───── Material to process ─────
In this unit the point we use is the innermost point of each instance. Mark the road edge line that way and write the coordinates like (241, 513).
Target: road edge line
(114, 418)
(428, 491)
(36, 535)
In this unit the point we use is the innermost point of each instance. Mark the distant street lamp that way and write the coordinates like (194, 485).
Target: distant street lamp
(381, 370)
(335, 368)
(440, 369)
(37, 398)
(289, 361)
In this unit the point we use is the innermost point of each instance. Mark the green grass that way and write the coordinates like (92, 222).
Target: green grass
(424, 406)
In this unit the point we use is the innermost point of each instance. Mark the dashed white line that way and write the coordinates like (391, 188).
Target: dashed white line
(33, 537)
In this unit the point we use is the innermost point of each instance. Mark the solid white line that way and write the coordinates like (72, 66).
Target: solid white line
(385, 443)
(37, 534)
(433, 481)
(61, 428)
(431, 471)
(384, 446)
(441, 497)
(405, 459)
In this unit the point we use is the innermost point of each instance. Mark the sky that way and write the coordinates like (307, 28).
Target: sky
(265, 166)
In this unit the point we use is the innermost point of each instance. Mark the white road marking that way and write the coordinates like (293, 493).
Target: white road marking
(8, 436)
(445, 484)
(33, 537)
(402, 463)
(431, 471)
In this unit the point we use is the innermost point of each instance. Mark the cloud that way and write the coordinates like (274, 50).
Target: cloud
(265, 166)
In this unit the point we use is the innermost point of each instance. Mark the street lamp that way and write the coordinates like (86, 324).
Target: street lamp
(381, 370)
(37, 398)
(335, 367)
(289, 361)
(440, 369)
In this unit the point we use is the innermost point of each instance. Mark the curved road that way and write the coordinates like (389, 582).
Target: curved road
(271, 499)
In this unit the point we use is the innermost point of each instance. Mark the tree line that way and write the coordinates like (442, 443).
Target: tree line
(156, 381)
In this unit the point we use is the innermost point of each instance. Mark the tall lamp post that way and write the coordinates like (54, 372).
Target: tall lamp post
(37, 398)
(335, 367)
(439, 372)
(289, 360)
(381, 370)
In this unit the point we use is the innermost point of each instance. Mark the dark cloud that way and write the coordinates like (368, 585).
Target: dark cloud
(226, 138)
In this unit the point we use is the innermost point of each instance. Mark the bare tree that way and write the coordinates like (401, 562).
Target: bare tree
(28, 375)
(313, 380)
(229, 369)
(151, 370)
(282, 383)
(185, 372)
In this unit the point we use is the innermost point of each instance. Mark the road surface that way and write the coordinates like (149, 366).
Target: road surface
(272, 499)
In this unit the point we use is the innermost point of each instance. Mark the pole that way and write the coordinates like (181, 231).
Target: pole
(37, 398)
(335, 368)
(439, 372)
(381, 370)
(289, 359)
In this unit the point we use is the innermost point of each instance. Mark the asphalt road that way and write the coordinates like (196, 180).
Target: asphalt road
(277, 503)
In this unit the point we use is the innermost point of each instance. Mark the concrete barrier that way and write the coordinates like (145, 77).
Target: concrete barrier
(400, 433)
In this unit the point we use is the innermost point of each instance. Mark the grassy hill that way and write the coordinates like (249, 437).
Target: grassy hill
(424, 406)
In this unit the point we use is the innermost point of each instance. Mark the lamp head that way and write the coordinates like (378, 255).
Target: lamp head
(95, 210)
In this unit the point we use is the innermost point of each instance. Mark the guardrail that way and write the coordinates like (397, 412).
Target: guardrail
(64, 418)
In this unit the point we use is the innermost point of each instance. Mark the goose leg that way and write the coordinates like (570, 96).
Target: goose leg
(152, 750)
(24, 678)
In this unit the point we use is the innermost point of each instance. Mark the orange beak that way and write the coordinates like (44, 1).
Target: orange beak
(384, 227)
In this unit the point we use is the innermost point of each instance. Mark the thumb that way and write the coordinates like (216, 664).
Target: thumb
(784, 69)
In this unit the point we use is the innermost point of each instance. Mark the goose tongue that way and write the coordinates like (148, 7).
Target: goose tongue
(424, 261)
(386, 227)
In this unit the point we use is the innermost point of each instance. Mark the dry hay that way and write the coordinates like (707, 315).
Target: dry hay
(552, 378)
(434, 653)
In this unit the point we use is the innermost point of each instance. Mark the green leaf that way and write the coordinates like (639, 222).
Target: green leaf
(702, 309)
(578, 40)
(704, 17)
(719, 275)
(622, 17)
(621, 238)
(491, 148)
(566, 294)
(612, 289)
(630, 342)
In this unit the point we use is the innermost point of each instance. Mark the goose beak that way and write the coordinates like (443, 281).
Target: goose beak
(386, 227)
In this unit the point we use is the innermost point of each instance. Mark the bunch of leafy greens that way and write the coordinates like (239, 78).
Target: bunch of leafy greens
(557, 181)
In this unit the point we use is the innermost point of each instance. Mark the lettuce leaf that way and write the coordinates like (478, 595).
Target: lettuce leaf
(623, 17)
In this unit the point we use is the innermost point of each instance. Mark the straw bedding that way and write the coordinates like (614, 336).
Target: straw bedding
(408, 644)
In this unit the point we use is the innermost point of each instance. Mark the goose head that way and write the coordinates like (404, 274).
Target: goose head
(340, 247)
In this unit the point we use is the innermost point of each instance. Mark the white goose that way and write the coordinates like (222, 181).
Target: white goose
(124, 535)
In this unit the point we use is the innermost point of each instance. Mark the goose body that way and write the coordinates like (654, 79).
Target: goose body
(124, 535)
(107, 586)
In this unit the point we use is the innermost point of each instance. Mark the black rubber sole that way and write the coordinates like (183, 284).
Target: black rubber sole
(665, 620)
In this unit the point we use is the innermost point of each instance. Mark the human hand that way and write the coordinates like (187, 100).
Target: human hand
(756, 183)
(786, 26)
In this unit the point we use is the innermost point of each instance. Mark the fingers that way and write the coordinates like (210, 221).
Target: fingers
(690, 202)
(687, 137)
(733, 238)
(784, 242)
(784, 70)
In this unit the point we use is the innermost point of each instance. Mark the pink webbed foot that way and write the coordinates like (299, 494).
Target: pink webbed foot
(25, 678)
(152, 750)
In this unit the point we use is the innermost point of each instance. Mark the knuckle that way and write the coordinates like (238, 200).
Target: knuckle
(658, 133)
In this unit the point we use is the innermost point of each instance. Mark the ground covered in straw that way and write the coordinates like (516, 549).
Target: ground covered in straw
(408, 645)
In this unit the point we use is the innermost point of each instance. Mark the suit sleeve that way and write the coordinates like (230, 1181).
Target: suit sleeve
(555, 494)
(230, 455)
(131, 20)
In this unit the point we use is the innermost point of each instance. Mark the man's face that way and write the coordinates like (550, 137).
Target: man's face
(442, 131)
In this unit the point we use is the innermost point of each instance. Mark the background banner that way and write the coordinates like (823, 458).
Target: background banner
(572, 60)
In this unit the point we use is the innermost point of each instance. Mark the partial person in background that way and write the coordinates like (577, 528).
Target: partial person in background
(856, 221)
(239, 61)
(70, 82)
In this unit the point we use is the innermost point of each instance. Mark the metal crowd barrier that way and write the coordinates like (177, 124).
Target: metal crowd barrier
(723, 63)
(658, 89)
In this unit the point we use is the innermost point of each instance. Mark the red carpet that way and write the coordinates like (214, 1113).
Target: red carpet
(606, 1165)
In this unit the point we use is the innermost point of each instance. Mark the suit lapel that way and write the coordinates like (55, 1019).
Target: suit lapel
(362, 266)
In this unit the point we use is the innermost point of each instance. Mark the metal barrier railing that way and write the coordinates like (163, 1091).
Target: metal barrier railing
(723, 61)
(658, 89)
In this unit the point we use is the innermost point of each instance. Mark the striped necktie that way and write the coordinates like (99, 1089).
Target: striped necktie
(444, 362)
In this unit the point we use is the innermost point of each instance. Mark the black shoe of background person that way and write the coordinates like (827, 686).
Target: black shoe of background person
─────
Required task: Reproduce all of the records exactly.

Answer below:
In this unit the point we use is the innermost point of each instance. Mark the road edge line that way and write the coordinates like (241, 513).
Target: road edge line
(114, 418)
(428, 491)
(36, 535)
In this unit the point we use is the innermost point of each instance. Mark the distant street lamp that way and write the coordinates like (194, 485).
Target: distant street lamp
(381, 370)
(335, 368)
(440, 369)
(37, 398)
(289, 361)
In this unit the point we use is the innermost point of each instance. Mark the green grass that way and write the coordinates like (92, 222).
Target: green grass
(424, 406)
In this unit the point we use is the innermost point of each instance. Mark the dashed white line that way and write the coordinates like (391, 188).
Target: dashed white line
(33, 537)
In this unit the point we use is the innermost point of each instance. Mark the solid white line that way and write the coordinates like (72, 66).
Target: solid white line
(385, 443)
(37, 534)
(433, 481)
(61, 428)
(431, 471)
(384, 446)
(441, 497)
(405, 459)
In this unit the point we use is the innermost point of each instance. Mark the sky that way and write the coordinates like (307, 28).
Target: sky
(265, 166)
In this unit the point we use is the innermost point of each instance. Mark the white road marking that way and write the coordinates like (293, 493).
Target: white road marking
(8, 436)
(445, 484)
(33, 537)
(402, 463)
(431, 471)
In this unit the point we use is the innermost point of each instance. Mark the cloud that way and write the coordinates like (274, 50).
Target: cloud
(265, 166)
In this unit the point we use is the innermost point of each instance. Mark the street lamp that way and write the coordinates like (86, 324).
Target: street lamp
(381, 370)
(37, 398)
(335, 367)
(289, 361)
(440, 369)
In this unit the point we use is the innermost point of each instance. Mark the curved road that way and write the coordinates like (389, 582).
Target: curved road
(271, 499)
In this unit the point we use is the innermost point of each instance. Mark the tree line that way and write the coordinates like (442, 443).
Target: tree line
(156, 381)
In this unit the point we use is the innermost point of each instance. Mark the tall lamp post that way and write the coordinates like (54, 372).
Target: tall lamp post
(37, 398)
(335, 367)
(439, 372)
(289, 360)
(381, 370)
In this unit the point we use is the innermost point of each instance. Mark the dark cloud that way and write the coordinates like (368, 585).
Target: dark cloud
(226, 138)
In this unit the point we use is the innermost point of each instance. Mark the bare tree that way and write the coordinates like (401, 562).
Target: bare tree
(28, 375)
(313, 380)
(229, 369)
(151, 370)
(282, 383)
(185, 372)
In this unit the point we use is the innermost point of each instance. Mark the road surface that way and write the coordinates like (149, 366).
Target: road surface
(272, 499)
In this unit the point we use is the innermost point of each instance. Mark the pole that way and write the coordinates like (181, 231).
Target: pole
(37, 398)
(335, 368)
(439, 372)
(381, 370)
(289, 359)
In this unit the point we use is the innermost point of each instance. Mark the asphalt road that way and write the coordinates like (196, 180).
Target: asphalt road
(277, 503)
In this unit the point we use is the innermost point of each instance. Mark the concrete barrier that way and write the coordinates like (145, 77).
Target: concrete barrier
(400, 433)
In this unit the point we use is the innermost point of each instance. Mark the grassy hill that way and write the coordinates like (249, 437).
Target: grassy hill
(424, 406)
In this unit the point we use is the innermost point of each instance. Mark the lamp head that way and write the coordinates like (378, 255).
Target: lamp head
(95, 210)
In this unit the point we use is the innermost point of each instance. Mark the guardrail that way and write the coordinates like (397, 412).
Target: guardrail
(64, 418)
In this unit the point we use is the innermost point of each instance. Mark the goose leg that way and write the coordinates like (570, 96).
Target: goose leg
(152, 750)
(24, 678)
In this unit the point we use is the innermost point of each instance. Mark the orange beak that way and write the coordinates like (44, 1).
Target: orange beak
(384, 227)
In this unit the point we use is the innermost point of each instance. Mark the thumb that way and write the coordinates like (216, 664).
Target: thumb
(784, 69)
In this unit the point we use is the innermost point of each instance. Mark the goose tongue that way and write the coordinates like (148, 7).
Target: goose tongue
(424, 261)
(386, 227)
In this unit the point we use is the innermost point of each instance. Mark the dry hay that way and write the coordinates like (707, 315).
Target: dry hay
(552, 378)
(434, 653)
In this unit the point we use is the innermost point of each instance. Mark the green leaf that way and write the coordinates like (639, 222).
Target: green leaf
(702, 309)
(578, 40)
(704, 17)
(719, 275)
(622, 17)
(621, 238)
(491, 148)
(566, 294)
(612, 289)
(630, 342)
In this unit the point we use is the innermost point of each instance. Mark the goose beak that way and write the coordinates like (443, 281).
Target: goose beak
(386, 227)
In this unit the point we use is the innermost point of each instance. Mark the bunch of leafy greens that way and write the coordinates like (239, 78).
Target: bunch of leafy greens
(557, 181)
In this unit the point we use is the innermost point of each instance. Mark the lettuce leaf that way and write the coordinates like (478, 595).
Target: lettuce leaf
(623, 17)
In this unit the point we use is the innermost point of each instance. Mark the straw bedding that way and write the coordinates like (614, 336).
Target: straw bedding
(408, 644)
In this unit the point we use is the innermost point of each instance. Mark the goose head that way and write the coordinates like (404, 274).
Target: goose head
(340, 247)
In this unit the point we use is the innermost point of each instance. Mark the white goose that way and write the coordinates like (222, 181).
Target: white goose
(124, 535)
In this unit the point we use is the innermost point of each instance. Mark the goose body that way and write the coordinates like (654, 79).
Target: goose body
(124, 535)
(107, 586)
In this unit the point we use is the innermost point of each instance. Mark the black rubber sole that way and write the coordinates like (183, 284).
Target: black rubber sole
(665, 620)
In this unit the point we use is the innermost point of each instance. Mark the human hand that way and write the coordinates like (187, 100).
Target: human hand
(756, 183)
(786, 26)
In this unit the point we use is the innermost point of each instance. Mark the fingers that way and write the coordinates like (210, 221).
Target: fingers
(690, 202)
(687, 137)
(733, 238)
(784, 242)
(784, 70)
In this unit the point we use is the innermost point of each instance. Mark the pink webbed foot that way and write the coordinates like (299, 494).
Target: pink webbed foot
(25, 678)
(152, 750)
In this unit the point we use is the innermost point of each instance. Mark the knuckle that way and write the coordinates like (238, 200).
Target: knuckle
(658, 133)
In this unit the point we use is the innermost point of each instance. Mark the ground covered in straw that way and write the coordinates like (516, 549).
Target: ground covered in straw
(408, 645)
In this unit the point we use is the innermost point of each instance. Mark the suit sleeve that way and write the coordinates like (230, 1181).
Target: suit sleeve
(555, 494)
(230, 455)
(131, 20)
In this unit the point we use is the innermost point of each instance. Mark the man's face that way and write the coordinates like (550, 137).
Target: man's face
(442, 131)
In this unit the point we use is the innermost point of each instance. Mark the background banner that way and write the coordinates like (823, 458).
Target: background banner
(572, 60)
In this unit the point we use is the innermost point of each instance. Mark the partial person in background that way and write the coordinates like (577, 528).
Target: partial person in background
(856, 221)
(239, 61)
(70, 82)
In this unit the point we use is the innermost point of each instance. Mark the metal crowd barrier that way and write the coordinates like (177, 124).
Target: metal crowd barrier
(723, 63)
(658, 89)
In this unit the point we use is the innermost point of each instance. Mark the red carpet that way and write the coordinates like (214, 1113).
Target: red carpet
(606, 1165)
In this unit the point we use is the innermost point of each instance. Mark the suit lapel that way and write the coordinates like (55, 1019).
Target: suit lapel
(362, 266)
In this unit the point we use is the innermost point of each instance. Mark the metal barrier railing that way and write the coordinates like (163, 1091).
Target: metal barrier railing
(723, 61)
(658, 89)
In this unit the point we use is the innermost point of each instance. Mark the striped necktie that way and write the coordinates like (99, 1089).
Target: striped necktie
(444, 362)
In this unit the point we use is the innermost point of each instance. Mark the black shoe of background person that way and write the coordinates like (827, 686).
Target: black shoe of background person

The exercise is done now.